Dataset entries
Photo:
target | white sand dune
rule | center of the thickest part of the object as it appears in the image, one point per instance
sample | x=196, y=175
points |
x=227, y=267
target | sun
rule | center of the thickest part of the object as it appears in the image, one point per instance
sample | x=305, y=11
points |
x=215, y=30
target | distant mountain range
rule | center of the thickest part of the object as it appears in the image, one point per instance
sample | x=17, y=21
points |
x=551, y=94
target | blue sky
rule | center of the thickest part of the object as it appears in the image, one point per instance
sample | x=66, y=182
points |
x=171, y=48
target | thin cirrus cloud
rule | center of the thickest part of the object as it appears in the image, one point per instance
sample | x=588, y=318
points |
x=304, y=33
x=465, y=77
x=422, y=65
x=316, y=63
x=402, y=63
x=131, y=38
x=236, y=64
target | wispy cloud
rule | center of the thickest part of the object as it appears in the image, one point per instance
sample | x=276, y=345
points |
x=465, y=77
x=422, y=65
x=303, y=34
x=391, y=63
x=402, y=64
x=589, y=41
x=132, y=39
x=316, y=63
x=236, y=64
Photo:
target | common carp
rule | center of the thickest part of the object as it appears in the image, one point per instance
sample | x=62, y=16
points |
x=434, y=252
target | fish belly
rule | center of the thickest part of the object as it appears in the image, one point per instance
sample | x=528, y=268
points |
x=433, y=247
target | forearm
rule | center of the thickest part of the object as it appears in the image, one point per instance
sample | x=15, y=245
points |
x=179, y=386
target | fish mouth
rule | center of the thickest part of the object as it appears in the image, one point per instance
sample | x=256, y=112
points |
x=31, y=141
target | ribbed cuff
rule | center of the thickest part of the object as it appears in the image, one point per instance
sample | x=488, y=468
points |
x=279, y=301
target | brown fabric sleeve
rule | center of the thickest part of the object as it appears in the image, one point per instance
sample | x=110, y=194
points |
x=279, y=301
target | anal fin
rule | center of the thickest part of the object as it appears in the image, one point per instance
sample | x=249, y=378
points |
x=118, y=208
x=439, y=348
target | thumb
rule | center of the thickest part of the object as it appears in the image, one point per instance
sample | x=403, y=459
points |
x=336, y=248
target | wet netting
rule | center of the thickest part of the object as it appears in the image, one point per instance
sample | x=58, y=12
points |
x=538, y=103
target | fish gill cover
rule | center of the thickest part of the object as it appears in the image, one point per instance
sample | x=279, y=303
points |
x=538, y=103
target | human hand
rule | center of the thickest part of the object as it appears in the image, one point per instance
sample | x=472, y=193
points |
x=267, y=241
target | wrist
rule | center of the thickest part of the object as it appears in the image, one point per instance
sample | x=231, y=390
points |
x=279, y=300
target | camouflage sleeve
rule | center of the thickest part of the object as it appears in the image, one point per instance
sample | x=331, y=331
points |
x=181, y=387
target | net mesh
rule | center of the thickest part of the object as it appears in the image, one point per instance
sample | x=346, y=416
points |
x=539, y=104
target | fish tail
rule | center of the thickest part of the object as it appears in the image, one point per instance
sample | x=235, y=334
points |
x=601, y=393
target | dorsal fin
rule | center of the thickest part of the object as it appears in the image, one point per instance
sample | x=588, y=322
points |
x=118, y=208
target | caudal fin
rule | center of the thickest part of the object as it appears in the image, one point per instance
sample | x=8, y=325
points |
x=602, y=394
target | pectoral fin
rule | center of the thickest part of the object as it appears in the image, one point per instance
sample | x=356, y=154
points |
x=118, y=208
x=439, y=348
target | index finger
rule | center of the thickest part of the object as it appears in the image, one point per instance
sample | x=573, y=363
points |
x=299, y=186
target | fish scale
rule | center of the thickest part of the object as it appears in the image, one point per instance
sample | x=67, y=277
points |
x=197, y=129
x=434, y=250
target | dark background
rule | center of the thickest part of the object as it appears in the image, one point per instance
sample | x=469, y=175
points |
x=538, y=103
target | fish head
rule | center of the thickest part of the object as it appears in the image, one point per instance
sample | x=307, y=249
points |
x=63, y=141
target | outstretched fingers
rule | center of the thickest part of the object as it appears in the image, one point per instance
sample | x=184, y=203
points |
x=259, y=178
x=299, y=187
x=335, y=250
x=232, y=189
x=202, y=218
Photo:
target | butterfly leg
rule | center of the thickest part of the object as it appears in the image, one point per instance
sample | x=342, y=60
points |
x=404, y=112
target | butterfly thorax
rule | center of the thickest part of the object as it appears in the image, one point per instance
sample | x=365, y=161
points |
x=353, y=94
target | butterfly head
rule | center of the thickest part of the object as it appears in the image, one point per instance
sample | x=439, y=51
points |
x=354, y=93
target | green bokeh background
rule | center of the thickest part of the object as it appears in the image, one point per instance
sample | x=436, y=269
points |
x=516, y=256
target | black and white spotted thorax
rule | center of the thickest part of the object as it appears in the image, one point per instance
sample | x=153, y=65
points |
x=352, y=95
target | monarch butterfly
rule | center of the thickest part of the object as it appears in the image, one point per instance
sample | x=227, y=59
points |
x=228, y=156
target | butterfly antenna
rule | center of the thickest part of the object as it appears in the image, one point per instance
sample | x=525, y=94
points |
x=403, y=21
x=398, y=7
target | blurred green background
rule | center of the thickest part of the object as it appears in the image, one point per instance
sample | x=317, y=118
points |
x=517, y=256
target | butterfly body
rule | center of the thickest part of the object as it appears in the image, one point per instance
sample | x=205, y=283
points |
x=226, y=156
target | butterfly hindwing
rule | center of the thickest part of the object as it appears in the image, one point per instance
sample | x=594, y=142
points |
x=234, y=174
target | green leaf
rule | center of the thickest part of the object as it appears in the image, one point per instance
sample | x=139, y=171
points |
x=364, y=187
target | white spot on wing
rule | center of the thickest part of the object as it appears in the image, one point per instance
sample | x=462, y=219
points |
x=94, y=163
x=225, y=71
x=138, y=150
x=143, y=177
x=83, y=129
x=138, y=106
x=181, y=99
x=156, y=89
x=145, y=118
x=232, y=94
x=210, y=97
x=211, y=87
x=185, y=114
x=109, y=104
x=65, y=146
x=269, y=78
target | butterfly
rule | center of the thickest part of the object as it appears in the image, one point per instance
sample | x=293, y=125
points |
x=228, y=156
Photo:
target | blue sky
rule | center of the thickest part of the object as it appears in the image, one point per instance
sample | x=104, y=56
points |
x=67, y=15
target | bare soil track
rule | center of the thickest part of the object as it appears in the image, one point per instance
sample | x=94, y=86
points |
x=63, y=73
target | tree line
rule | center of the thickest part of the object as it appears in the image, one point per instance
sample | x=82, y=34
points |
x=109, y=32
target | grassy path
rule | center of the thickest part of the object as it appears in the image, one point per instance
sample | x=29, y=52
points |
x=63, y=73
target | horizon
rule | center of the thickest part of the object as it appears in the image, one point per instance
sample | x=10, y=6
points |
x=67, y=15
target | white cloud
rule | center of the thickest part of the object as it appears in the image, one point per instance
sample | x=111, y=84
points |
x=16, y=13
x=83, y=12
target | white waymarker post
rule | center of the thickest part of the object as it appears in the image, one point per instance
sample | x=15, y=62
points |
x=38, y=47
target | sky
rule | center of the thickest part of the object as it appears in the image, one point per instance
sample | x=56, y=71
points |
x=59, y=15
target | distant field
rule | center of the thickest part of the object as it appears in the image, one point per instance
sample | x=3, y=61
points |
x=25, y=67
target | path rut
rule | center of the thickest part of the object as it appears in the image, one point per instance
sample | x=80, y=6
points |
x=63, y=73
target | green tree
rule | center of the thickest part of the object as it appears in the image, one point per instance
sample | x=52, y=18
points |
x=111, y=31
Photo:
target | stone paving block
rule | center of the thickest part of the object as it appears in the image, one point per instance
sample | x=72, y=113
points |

§ The request: Lay out the lines above as a numbered list, omitting any blank lines.

§ Response to this task:
1. Photo:
2. target | white sand dune
3. rule | center of the thickest part of the object as it appears in the image, one point per instance
4. sample | x=196, y=175
5. points |
6. x=227, y=267
7. target | sun
8. rule | center of the thickest part of the object as it appears in the image, one point per instance
9. sample | x=305, y=11
10. points |
11. x=215, y=30
12. target | distant mountain range
13. rule | center of the thickest part of the object as it appears in the image, one point per instance
14. sample | x=17, y=21
15. points |
16. x=551, y=94
17. target | blue sky
18. rule | center of the thickest part of the object as it appears in the image, one point per instance
19. sample | x=66, y=182
20. points |
21. x=171, y=48
22. target | thin cirrus cloud
23. rule | center of the thickest part of the object as it appears in the image, one point per instance
24. sample | x=588, y=318
25. points |
26. x=304, y=33
27. x=465, y=77
28. x=422, y=65
29. x=316, y=63
30. x=402, y=63
31. x=131, y=38
32. x=236, y=64
33. target | wispy cloud
34. rule | center of the thickest part of the object as it appears in the image, one point per instance
35. sample | x=276, y=345
36. points |
37. x=465, y=77
38. x=422, y=65
39. x=303, y=34
40. x=391, y=63
41. x=402, y=64
42. x=589, y=41
43. x=132, y=39
44. x=316, y=63
45. x=236, y=64
46. Photo:
47. target | common carp
48. rule | center of the thickest part of the object as it appears in the image, one point per instance
49. sample | x=62, y=16
50. points |
51. x=434, y=252
52. target | fish belly
53. rule | center of the thickest part of the object as it appears in the image, one point per instance
54. sample | x=528, y=268
55. points |
56. x=433, y=247
57. target | forearm
58. rule | center of the thickest part of the object as it appears in the image, one point per instance
59. sample | x=15, y=245
60. points |
61. x=179, y=386
62. target | fish mouth
63. rule | center of the thickest part of the object as it appears in the image, one point per instance
64. sample | x=256, y=112
65. points |
66. x=31, y=141
67. target | ribbed cuff
68. rule | center of the thickest part of the object as it appears in the image, one point per instance
69. sample | x=488, y=468
70. points |
71. x=279, y=301
72. target | brown fabric sleeve
73. rule | center of the thickest part of the object as it appears in the image, one point per instance
74. sample | x=110, y=194
75. points |
76. x=279, y=301
77. target | anal fin
78. rule | center of the thickest part of the object as it appears in the image, one point per instance
79. sample | x=249, y=378
80. points |
81. x=118, y=208
82. x=439, y=348
83. target | thumb
84. rule | center of the thickest part of the object as it appears in the image, one point per instance
85. sample | x=403, y=459
86. points |
87. x=336, y=248
88. target | wet netting
89. rule | center of the thickest part of the object as it appears in the image, one point per instance
90. sample | x=58, y=12
91. points |
92. x=538, y=103
93. target | fish gill cover
94. rule | center of the thickest part of the object as it appears in the image, one point per instance
95. sample | x=279, y=303
96. points |
97. x=538, y=103
98. target | human hand
99. rule | center of the thickest part of the object as it appears in the image, one point per instance
100. sample | x=472, y=193
101. points |
102. x=267, y=241
103. target | wrist
104. rule | center of the thickest part of the object as it appears in the image, one point per instance
105. sample | x=231, y=390
106. points |
107. x=279, y=300
108. target | camouflage sleeve
109. rule | center of the thickest part of the object as it appears in the image, one point per instance
110. sample | x=331, y=331
111. points |
112. x=181, y=387
113. target | net mesh
114. rule | center of the thickest part of the object as it appears in the image, one point per instance
115. sample | x=346, y=416
116. points |
117. x=539, y=104
118. target | fish tail
119. rule | center of the thickest part of the object as it appears in the image, one point per instance
120. sample | x=235, y=334
121. points |
122. x=601, y=393
123. target | dorsal fin
124. rule | center of the thickest part of the object as it appears in the image, one point per instance
125. sample | x=588, y=322
126. points |
127. x=118, y=208
128. target | caudal fin
129. rule | center of the thickest part of the object as it appears in the image, one point per instance
130. sample | x=8, y=325
131. points |
132. x=602, y=394
133. target | pectoral fin
134. rule | center of the thickest part of the object as it appears in the image, one point per instance
135. sample | x=356, y=154
136. points |
137. x=118, y=208
138. x=439, y=348
139. target | index finger
140. rule | center of the thickest part of the object as it appears in the image, one point per instance
141. sample | x=573, y=363
142. points |
143. x=299, y=186
144. target | fish scale
145. rule | center of the thickest part of the object as it appears in the image, one point per instance
146. sample | x=67, y=277
147. points |
148. x=197, y=129
149. x=434, y=250
150. target | dark background
151. rule | center of the thickest part of the object as it appears in the image, one point per instance
152. sample | x=469, y=175
153. points |
154. x=538, y=103
155. target | fish head
156. rule | center of the thickest part of the object as it appears in the image, one point per instance
157. sample | x=307, y=249
158. points |
159. x=63, y=141
160. target | outstretched fingers
161. rule | center of the thickest part of the object as it appears in the image, one point per instance
162. sample | x=184, y=203
163. points |
164. x=259, y=178
165. x=299, y=187
166. x=335, y=250
167. x=232, y=189
168. x=202, y=218
169. Photo:
170. target | butterfly leg
171. rule | center of the thickest part of the object as it appears in the image, one point per instance
172. sample | x=342, y=60
173. points |
174. x=404, y=112
175. target | butterfly thorax
176. rule | center of the thickest part of the object as it appears in the image, one point per instance
177. sample | x=365, y=161
178. points |
179. x=353, y=94
180. target | butterfly head
181. rule | center of the thickest part of the object as it appears in the image, one point per instance
182. sample | x=439, y=51
183. points |
184. x=354, y=93
185. target | green bokeh background
186. rule | center of the thickest part of the object as it appears in the image, one point per instance
187. sample | x=436, y=269
188. points |
189. x=516, y=256
190. target | black and white spotted thorax
191. rule | center of the thickest part of the object as it appears in the image, one point per instance
192. sample | x=153, y=65
193. points |
194. x=352, y=95
195. target | monarch butterfly
196. rule | center of the thickest part of the object as it appears in the image, one point per instance
197. sample | x=227, y=59
198. points |
199. x=228, y=156
200. target | butterfly antenna
201. rule | center of the thickest part of the object as it appears in the image, one point per instance
202. sample | x=525, y=94
203. points |
204. x=403, y=21
205. x=398, y=7
206. target | blurred green background
207. rule | center of the thickest part of the object as it appears in the image, one point per instance
208. sample | x=317, y=118
209. points |
210. x=517, y=256
211. target | butterfly body
212. rule | center of the thickest part of the object as it appears in the image, one point per instance
213. sample | x=205, y=283
214. points |
215. x=226, y=156
216. target | butterfly hindwing
217. rule | center of the thickest part of the object as it appears in the image, one point per instance
218. sample | x=594, y=142
219. points |
220. x=234, y=174
221. target | green leaf
222. rule | center of the thickest part of the object as it appears in the image, one point per instance
223. sample | x=139, y=171
224. points |
225. x=364, y=187
226. target | white spot on wing
227. rule | center of the thickest part of the object as it appears in the image, one point per instance
228. sample | x=462, y=219
229. points |
230. x=94, y=163
231. x=225, y=71
232. x=138, y=150
233. x=143, y=177
234. x=83, y=129
235. x=138, y=106
236. x=181, y=99
237. x=156, y=89
238. x=145, y=118
239. x=232, y=94
240. x=210, y=97
241. x=211, y=87
242. x=185, y=114
243. x=109, y=104
244. x=65, y=146
245. x=269, y=78
246. target | butterfly
247. rule | center of the thickest part of the object as it appears in the image, one point per instance
248. sample | x=293, y=125
249. points |
250. x=228, y=156
251. Photo:
252. target | blue sky
253. rule | center of the thickest part of the object as it appears in the image, one point per instance
254. sample | x=104, y=56
255. points |
256. x=67, y=15
257. target | bare soil track
258. rule | center of the thickest part of the object as it appears in the image, one point per instance
259. sample | x=94, y=86
260. points |
261. x=63, y=73
262. target | tree line
263. rule | center of the thickest part of the object as it appears in the image, one point per instance
264. sample | x=82, y=34
265. points |
266. x=109, y=32
267. target | grassy path
268. rule | center of the thickest part of the object as it appears in the image, one point per instance
269. sample | x=29, y=52
270. points |
271. x=63, y=73
272. target | horizon
273. rule | center of the thickest part of the object as it appears in the image, one point per instance
274. sample | x=10, y=6
275. points |
276. x=67, y=15
277. target | white cloud
278. rule | center of the thickest part of the object as it appears in the image, one point per instance
279. sample | x=111, y=84
280. points |
281. x=16, y=13
282. x=83, y=12
283. target | white waymarker post
284. rule | center of the thickest part of the object as it appears in the image, one point per instance
285. sample | x=15, y=62
286. points |
287. x=38, y=47
288. target | sky
289. rule | center of the thickest part of the object as it appears in the image, one point per instance
290. sample | x=56, y=71
291. points |
292. x=59, y=15
293. target | distant field
294. rule | center of the thickest part of the object as it appears in the image, one point per instance
295. sample | x=3, y=61
296. points |
297. x=25, y=67
298. target | path rut
299. rule | center of the thickest part of the object as it appears in the image, one point per instance
300. sample | x=80, y=6
301. points |
302. x=63, y=73
303. target | green tree
304. rule | center of the thickest part of the object as it appears in the image, one point per instance
305. sample | x=52, y=18
306. points |
307. x=111, y=31
308. Photo:
309. target | stone paving block
310. rule | center of the thickest part of the object as it appears in the image, one point per instance
311. sample | x=72, y=113
312. points |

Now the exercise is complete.